═══ Selected text ═══

The command is this:

 1 [ignore_this]# nmap -sP 10.0.0.0/24

And the output:

   3 Starting Nmap 4.01 ( http://www.insecure.org/nmap/ ) at
   4 2006-07-14 14:19 BST
   5 Host 10.0.0.1 appears to be up.
   6 MAC Address: 00:09:5B:29:FD:96 (Netgear)
   7 Host 10.0.0.2 appears to be up.
   8 MAC Address: 00:0F:B5:96:38:5D (Netgear)
   9 Host 10.0.0.4 appears to be up.
  10 Host 10.0.0.5 appears to be up.
  11 MAC Address: 00:14:2A:B1:1E:2E (Elitegroup Computer System Co.)
  12 Nmap finished: 256 IP addresses (4 hosts up) scanned in 5.399 seconds

And I'm a littl confused... the command is nmap -sP 10.0.0.0/24. To my (basic) knowledge in networking, this is just a class A ip address, except the /24 at the end is the subnet mask. Why is he including the subnet mask?

═══ Records for this exercise ═══

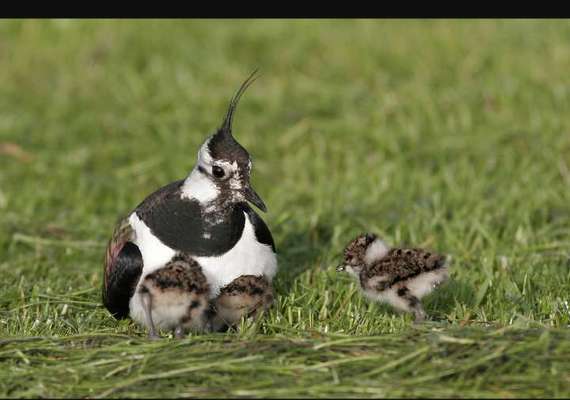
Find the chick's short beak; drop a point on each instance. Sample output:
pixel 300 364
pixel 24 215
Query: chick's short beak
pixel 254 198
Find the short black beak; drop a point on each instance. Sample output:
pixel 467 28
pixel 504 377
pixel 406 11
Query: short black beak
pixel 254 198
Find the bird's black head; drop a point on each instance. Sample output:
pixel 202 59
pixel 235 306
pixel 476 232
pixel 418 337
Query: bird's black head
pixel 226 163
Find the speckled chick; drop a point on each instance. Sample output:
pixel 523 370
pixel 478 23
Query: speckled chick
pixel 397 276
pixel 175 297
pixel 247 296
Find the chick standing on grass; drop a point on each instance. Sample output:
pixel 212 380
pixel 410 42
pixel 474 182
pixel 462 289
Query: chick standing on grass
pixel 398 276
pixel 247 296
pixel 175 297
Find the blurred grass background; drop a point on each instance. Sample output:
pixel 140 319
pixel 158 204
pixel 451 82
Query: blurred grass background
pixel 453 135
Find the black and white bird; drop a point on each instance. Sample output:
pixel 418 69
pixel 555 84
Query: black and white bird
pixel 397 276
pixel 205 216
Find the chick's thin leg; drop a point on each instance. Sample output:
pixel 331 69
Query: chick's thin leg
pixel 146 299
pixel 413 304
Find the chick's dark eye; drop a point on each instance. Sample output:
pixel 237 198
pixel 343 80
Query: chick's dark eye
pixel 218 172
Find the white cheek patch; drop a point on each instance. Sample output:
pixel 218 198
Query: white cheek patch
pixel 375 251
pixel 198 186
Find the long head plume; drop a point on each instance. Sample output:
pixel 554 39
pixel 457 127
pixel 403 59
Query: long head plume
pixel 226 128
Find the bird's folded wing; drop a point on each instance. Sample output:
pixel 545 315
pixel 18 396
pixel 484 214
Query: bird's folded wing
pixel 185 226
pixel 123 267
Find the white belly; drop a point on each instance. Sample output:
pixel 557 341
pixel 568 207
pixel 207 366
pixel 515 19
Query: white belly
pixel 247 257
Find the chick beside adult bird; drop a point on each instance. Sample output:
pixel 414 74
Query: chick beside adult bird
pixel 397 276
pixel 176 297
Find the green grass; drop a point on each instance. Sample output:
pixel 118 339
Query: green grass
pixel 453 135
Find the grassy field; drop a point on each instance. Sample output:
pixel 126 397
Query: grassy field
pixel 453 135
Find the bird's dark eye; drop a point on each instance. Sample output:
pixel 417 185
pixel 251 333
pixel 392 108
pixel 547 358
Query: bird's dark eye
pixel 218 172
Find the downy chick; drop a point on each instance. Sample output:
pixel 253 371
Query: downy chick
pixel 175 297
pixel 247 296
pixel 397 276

═══
═══ Records for this exercise ═══

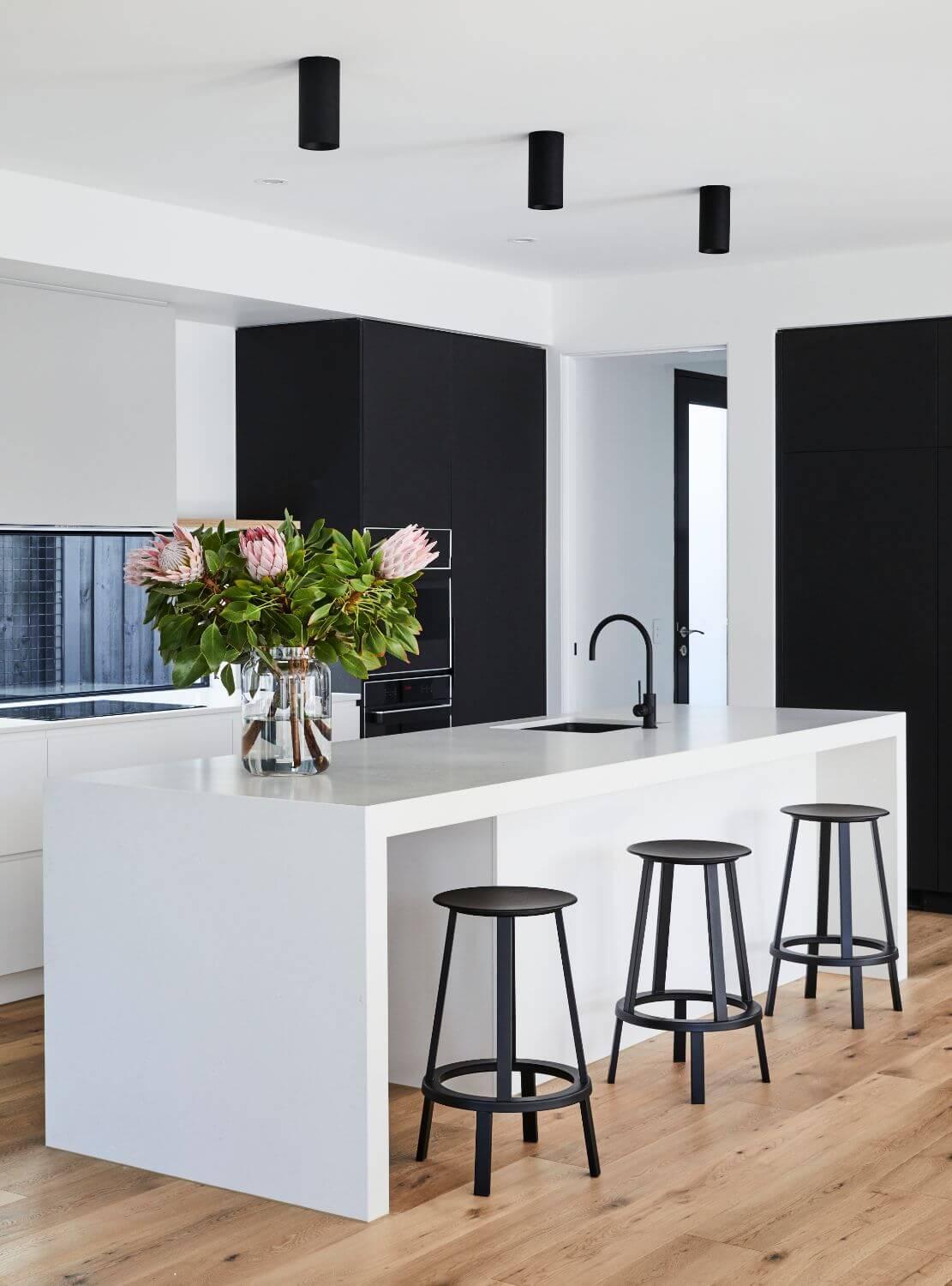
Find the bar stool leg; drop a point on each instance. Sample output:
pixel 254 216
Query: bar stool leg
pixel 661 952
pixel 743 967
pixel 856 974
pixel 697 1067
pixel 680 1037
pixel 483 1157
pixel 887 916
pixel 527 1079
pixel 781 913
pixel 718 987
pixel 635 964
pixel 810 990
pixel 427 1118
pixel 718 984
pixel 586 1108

═══

◆ Goals
1. Count the lines in the records that contain the string "standing", treating case as significant, and reply with only the number.
2. Continue the post about the nmap scan command from the point where it stops.

◆ Results of the exercise
1. 2

2.
Sorry if I'm a little mis-informed and don't understand the topic very well, but I have no clue at all why the /24 is there. Personally I've never used a subnet, I'm not to familiar with it. The most I've ever done with subnetting is write it out on paper and found out what the host portions/networking and broadcasts parts were. I've never actually used subnetting in a computer, I didn't even know you could essentialy ping an ip address with the /24...

If anyone knows

  1. Where did he get this from?
  2. Why did he include it...
  3. A little more on how it works...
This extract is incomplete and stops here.